_What is required:_ Reproduce the material below line by line, with every character unchanged.
****************
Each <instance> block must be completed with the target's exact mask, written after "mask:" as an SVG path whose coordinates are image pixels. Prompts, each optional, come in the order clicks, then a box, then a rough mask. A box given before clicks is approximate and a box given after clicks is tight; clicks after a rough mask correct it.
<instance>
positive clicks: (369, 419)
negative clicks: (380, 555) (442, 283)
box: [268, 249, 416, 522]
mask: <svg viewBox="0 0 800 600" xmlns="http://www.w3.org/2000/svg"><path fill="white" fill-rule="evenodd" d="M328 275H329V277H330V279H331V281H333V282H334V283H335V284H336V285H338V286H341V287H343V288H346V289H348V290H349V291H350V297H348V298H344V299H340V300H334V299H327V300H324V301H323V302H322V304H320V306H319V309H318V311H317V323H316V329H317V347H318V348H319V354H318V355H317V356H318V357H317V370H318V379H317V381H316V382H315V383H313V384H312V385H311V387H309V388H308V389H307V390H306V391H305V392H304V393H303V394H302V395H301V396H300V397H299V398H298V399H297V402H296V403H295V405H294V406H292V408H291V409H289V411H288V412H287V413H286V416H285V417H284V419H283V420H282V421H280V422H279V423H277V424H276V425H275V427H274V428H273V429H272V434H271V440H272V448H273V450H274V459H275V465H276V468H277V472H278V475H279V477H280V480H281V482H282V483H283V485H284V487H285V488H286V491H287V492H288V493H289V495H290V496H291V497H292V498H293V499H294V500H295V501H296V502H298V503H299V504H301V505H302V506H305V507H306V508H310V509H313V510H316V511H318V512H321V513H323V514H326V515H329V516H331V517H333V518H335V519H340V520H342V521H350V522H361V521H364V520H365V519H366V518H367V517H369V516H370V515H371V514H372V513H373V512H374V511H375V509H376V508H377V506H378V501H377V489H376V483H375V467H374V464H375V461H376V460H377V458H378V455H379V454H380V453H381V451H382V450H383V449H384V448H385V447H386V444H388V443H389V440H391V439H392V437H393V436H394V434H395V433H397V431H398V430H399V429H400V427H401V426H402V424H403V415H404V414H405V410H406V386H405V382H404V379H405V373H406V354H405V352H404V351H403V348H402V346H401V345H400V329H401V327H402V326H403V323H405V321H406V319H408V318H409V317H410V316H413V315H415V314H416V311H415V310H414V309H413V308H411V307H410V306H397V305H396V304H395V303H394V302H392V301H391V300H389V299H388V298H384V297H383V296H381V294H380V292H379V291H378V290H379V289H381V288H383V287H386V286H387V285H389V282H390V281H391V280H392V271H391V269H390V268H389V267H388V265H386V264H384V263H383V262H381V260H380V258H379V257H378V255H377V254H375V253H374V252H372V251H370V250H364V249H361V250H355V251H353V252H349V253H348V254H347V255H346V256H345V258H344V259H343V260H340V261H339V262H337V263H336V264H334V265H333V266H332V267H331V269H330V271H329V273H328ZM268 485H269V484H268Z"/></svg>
****************
_Result of the task:_
Each <instance> block must be completed with the target's exact mask, written after "mask:" as an SVG path whose coordinates are image pixels. Prompts, each optional, come in the order clicks, then a box, then a rough mask. A box given before clicks is approximate and a box given after clicks is tight; clicks after a rough mask correct it.
<instance>
positive clicks: (369, 419)
negative clicks: (380, 555) (442, 283)
box: [268, 249, 416, 522]
mask: <svg viewBox="0 0 800 600" xmlns="http://www.w3.org/2000/svg"><path fill="white" fill-rule="evenodd" d="M328 275H329V277H330V279H331V281H333V282H334V283H335V284H336V285H338V286H341V287H343V288H346V289H348V290H349V291H350V297H348V298H344V299H340V300H334V299H327V300H324V301H323V302H322V304H320V306H319V309H318V311H317V323H316V329H317V347H318V348H319V354H318V355H317V356H318V357H317V370H318V379H317V381H316V382H315V383H313V384H312V385H311V387H309V388H308V389H307V390H306V391H305V392H304V393H303V394H302V395H301V396H300V397H299V398H298V399H297V402H296V403H295V405H294V406H292V408H291V409H289V411H288V412H287V413H286V416H285V417H284V419H283V420H282V421H280V422H279V423H277V424H276V425H275V427H274V428H273V429H272V434H271V440H272V448H273V450H274V459H275V465H276V468H277V472H278V475H279V477H280V480H281V482H282V483H283V485H284V487H285V488H286V491H287V492H288V493H289V495H290V496H291V497H292V498H293V499H294V500H295V501H296V502H298V503H299V504H301V505H302V506H305V507H306V508H310V509H313V510H316V511H318V512H321V513H323V514H326V515H329V516H331V517H333V518H335V519H340V520H342V521H350V522H361V521H364V520H365V519H366V518H367V517H369V516H370V515H371V514H372V513H373V512H374V511H375V509H376V508H377V506H378V501H377V489H376V483H375V467H374V464H375V461H376V460H377V458H378V455H379V454H380V453H381V451H382V450H383V449H384V448H385V447H386V444H388V443H389V440H391V439H392V437H393V436H394V434H395V433H397V431H398V430H399V429H400V427H401V426H402V424H403V415H404V414H405V410H406V386H405V382H404V379H405V373H406V354H405V352H404V351H403V348H402V346H401V345H400V329H401V327H402V326H403V323H405V321H406V319H408V318H409V317H410V316H413V315H415V314H416V311H415V310H414V309H413V308H411V307H410V306H397V305H396V304H395V303H394V302H392V301H391V300H389V299H388V298H384V297H383V296H381V294H380V292H379V291H378V290H379V289H381V288H383V287H386V286H387V285H389V282H390V281H391V280H392V271H391V269H390V268H389V267H388V265H386V264H384V263H383V262H381V260H380V258H379V257H378V255H377V254H375V253H374V252H372V251H370V250H364V249H361V250H355V251H353V252H349V253H348V254H347V255H346V256H345V258H344V259H343V260H340V261H339V262H337V263H336V264H334V265H333V266H332V267H331V269H330V271H329V273H328ZM268 485H269V484H268Z"/></svg>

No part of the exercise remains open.